From the line containing "form (124, 112)." through the last line of the data, return those lines exactly as written and nothing more.

Position identification records
^^^^^^^^^^^^^^^^
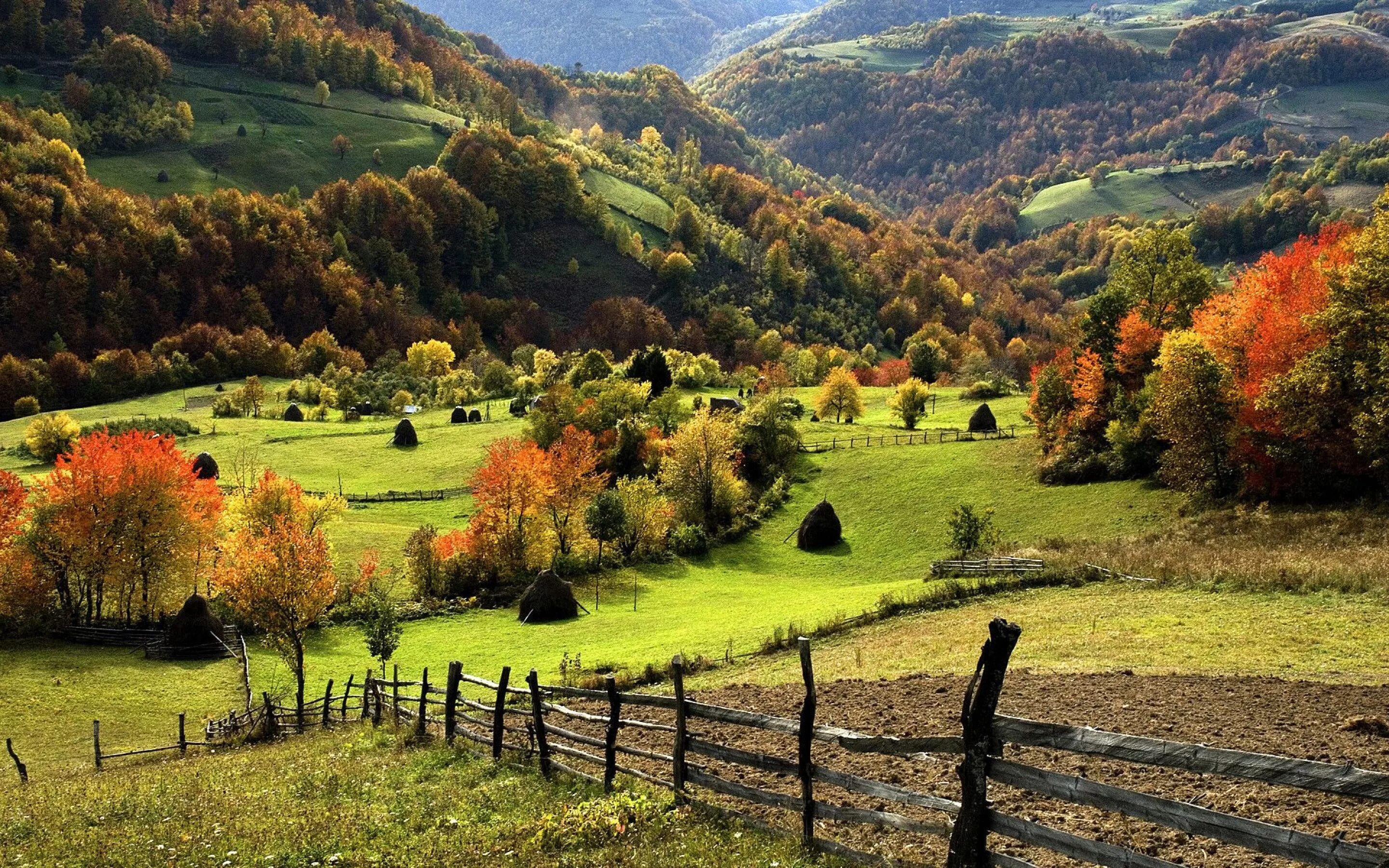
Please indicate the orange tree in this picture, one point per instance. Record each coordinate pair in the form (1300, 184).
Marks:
(278, 570)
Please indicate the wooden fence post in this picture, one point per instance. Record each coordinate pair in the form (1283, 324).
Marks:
(804, 767)
(538, 721)
(610, 736)
(678, 753)
(968, 839)
(450, 699)
(499, 713)
(424, 707)
(328, 702)
(18, 767)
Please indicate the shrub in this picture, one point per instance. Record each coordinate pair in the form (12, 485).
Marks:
(689, 541)
(51, 436)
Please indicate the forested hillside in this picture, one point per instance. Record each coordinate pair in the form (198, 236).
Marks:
(1036, 109)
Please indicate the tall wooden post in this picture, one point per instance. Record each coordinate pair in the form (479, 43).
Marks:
(678, 753)
(328, 703)
(424, 706)
(538, 721)
(971, 829)
(450, 700)
(499, 713)
(807, 730)
(610, 736)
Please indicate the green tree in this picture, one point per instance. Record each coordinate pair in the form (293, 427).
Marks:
(971, 531)
(909, 402)
(605, 520)
(1160, 274)
(1194, 411)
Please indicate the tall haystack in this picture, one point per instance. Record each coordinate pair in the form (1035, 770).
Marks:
(548, 599)
(982, 420)
(820, 528)
(204, 467)
(195, 625)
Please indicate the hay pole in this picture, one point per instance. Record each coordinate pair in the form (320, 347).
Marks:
(20, 767)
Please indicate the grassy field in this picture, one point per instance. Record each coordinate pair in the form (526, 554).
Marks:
(296, 149)
(1148, 193)
(359, 798)
(637, 203)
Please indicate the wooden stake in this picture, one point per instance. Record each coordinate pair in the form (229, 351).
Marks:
(538, 721)
(981, 702)
(678, 753)
(804, 766)
(610, 736)
(499, 713)
(450, 700)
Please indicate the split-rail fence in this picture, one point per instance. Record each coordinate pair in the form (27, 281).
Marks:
(596, 735)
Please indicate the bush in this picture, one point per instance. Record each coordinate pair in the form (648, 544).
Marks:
(689, 541)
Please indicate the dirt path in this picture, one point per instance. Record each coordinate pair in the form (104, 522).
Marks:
(1257, 714)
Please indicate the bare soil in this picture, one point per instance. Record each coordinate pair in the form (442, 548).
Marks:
(1259, 714)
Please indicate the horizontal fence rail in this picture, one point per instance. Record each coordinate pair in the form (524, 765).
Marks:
(680, 745)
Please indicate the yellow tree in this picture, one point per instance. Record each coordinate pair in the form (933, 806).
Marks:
(699, 471)
(839, 395)
(278, 570)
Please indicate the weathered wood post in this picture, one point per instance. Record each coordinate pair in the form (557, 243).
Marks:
(538, 721)
(499, 713)
(424, 707)
(804, 769)
(18, 767)
(610, 736)
(971, 829)
(328, 703)
(450, 700)
(678, 752)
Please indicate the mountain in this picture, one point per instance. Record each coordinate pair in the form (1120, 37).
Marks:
(608, 35)
(924, 113)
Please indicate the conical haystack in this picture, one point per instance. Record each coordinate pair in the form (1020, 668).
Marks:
(548, 599)
(820, 528)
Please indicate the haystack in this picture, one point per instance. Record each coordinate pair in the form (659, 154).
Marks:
(204, 467)
(195, 625)
(982, 420)
(820, 528)
(548, 599)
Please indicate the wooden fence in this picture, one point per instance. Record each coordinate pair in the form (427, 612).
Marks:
(910, 439)
(990, 566)
(595, 735)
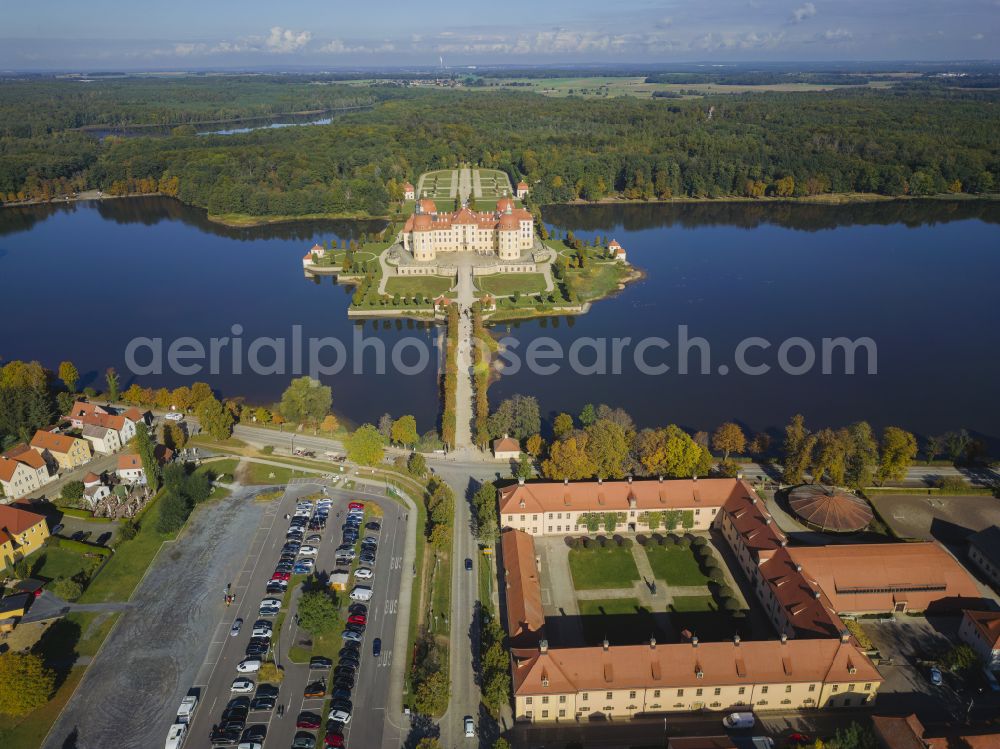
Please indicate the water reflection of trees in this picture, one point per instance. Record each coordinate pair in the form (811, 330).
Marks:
(801, 216)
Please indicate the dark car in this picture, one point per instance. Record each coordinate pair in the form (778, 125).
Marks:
(262, 703)
(314, 689)
(254, 734)
(308, 720)
(225, 736)
(267, 690)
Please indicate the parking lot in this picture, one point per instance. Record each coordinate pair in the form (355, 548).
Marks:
(275, 719)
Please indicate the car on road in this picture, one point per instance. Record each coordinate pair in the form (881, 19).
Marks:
(248, 666)
(262, 703)
(242, 686)
(315, 689)
(309, 720)
(304, 740)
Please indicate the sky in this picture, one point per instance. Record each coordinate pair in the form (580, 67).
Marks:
(187, 34)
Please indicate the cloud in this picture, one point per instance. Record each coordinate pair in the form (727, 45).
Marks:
(284, 41)
(804, 11)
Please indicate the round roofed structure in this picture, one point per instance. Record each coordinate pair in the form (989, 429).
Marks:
(829, 509)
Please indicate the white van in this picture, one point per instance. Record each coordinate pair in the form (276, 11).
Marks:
(361, 593)
(739, 720)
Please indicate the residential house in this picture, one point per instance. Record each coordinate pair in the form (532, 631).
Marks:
(61, 450)
(981, 631)
(506, 448)
(103, 439)
(22, 532)
(984, 551)
(130, 469)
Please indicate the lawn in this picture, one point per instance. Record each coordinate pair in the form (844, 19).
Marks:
(506, 284)
(688, 604)
(261, 474)
(594, 569)
(429, 286)
(28, 731)
(675, 565)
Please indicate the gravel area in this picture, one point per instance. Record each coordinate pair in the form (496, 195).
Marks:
(153, 654)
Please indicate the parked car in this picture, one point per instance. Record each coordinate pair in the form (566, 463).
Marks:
(248, 666)
(308, 720)
(315, 689)
(242, 686)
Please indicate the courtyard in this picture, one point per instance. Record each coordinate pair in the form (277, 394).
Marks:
(627, 589)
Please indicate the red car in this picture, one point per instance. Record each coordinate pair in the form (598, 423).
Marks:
(308, 720)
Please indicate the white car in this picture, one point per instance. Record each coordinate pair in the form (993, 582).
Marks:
(242, 686)
(248, 666)
(175, 736)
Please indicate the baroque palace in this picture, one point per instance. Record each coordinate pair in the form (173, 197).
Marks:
(506, 233)
(813, 662)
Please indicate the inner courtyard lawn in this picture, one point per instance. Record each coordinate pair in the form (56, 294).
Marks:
(594, 569)
(675, 565)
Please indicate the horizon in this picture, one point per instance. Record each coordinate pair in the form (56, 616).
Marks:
(227, 35)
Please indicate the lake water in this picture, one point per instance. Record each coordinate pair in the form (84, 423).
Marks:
(81, 281)
(918, 278)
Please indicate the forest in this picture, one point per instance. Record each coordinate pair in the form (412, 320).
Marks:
(891, 142)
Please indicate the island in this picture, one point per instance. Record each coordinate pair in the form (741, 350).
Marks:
(470, 236)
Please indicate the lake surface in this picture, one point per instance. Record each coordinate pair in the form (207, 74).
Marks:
(919, 279)
(82, 280)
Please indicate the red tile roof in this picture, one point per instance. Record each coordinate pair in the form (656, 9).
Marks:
(16, 520)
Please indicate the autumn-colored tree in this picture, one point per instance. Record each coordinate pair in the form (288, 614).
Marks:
(729, 438)
(69, 375)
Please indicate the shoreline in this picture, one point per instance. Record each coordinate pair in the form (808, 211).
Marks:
(240, 220)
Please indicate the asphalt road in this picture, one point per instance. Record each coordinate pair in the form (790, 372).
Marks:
(369, 726)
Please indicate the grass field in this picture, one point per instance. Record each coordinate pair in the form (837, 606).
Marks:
(430, 286)
(594, 569)
(506, 284)
(612, 86)
(28, 731)
(674, 565)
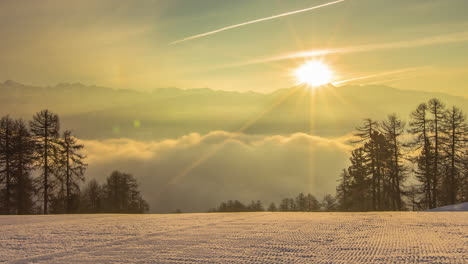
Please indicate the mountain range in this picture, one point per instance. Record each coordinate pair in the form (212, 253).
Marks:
(98, 112)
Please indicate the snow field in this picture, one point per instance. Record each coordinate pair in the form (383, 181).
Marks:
(388, 237)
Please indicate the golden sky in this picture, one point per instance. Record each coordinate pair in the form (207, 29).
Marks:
(419, 45)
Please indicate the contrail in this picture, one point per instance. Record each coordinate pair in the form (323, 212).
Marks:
(255, 21)
(395, 72)
(422, 42)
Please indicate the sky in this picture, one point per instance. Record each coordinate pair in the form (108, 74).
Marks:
(418, 44)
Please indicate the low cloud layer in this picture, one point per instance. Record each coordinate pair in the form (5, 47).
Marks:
(196, 172)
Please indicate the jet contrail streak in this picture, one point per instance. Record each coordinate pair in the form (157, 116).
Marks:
(339, 83)
(422, 42)
(255, 21)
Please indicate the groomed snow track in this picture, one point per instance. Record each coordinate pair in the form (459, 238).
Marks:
(388, 237)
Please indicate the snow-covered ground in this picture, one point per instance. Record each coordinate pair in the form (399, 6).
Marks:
(390, 237)
(461, 207)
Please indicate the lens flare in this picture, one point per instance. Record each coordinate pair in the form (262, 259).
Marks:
(314, 74)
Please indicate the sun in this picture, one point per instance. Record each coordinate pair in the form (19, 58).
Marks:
(313, 73)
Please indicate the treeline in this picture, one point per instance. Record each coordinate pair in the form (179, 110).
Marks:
(301, 203)
(41, 171)
(431, 150)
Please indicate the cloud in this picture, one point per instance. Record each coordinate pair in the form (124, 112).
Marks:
(414, 43)
(255, 21)
(241, 166)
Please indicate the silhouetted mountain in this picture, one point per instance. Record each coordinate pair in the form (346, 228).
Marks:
(99, 112)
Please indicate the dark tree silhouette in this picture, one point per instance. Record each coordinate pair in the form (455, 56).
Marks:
(393, 128)
(22, 162)
(6, 153)
(455, 127)
(419, 128)
(121, 194)
(72, 167)
(45, 131)
(437, 110)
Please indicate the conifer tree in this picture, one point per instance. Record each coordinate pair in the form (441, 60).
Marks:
(72, 167)
(45, 132)
(6, 168)
(455, 127)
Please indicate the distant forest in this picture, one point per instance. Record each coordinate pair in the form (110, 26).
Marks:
(395, 166)
(42, 171)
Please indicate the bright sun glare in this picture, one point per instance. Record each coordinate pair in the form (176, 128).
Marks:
(313, 73)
^^^^^^^^^^^^^^^^
* _Written answer_:
Please indicate the cloud in this picture, one point per instance. Record each coordinate pair in the form (124, 112).
Marks:
(414, 43)
(255, 21)
(241, 166)
Please indicate the silhouetted mountain in this picture, one point per instance. Record each coordinate pair in the form (346, 228).
Marks:
(99, 112)
Please indicate the dark tree silhouette in this picture, one point per instance. Record each coordinate pair in the form (455, 56).
Marks:
(393, 128)
(22, 162)
(6, 153)
(455, 127)
(419, 128)
(121, 194)
(72, 167)
(45, 131)
(437, 110)
Please indicate the conifer tree in this picture, one point per instance. Record each coordinate pair in the form (441, 60).
Marks:
(72, 167)
(45, 132)
(6, 168)
(455, 127)
Please indicate the distant forest in this picture, one point per instance. Record each coordinate pair in the form (110, 26).
Marks:
(395, 166)
(42, 171)
Please indicate the bright sun glare in this picture, one point per instance. Record each coordinate pair in the form (176, 128).
Marks:
(313, 73)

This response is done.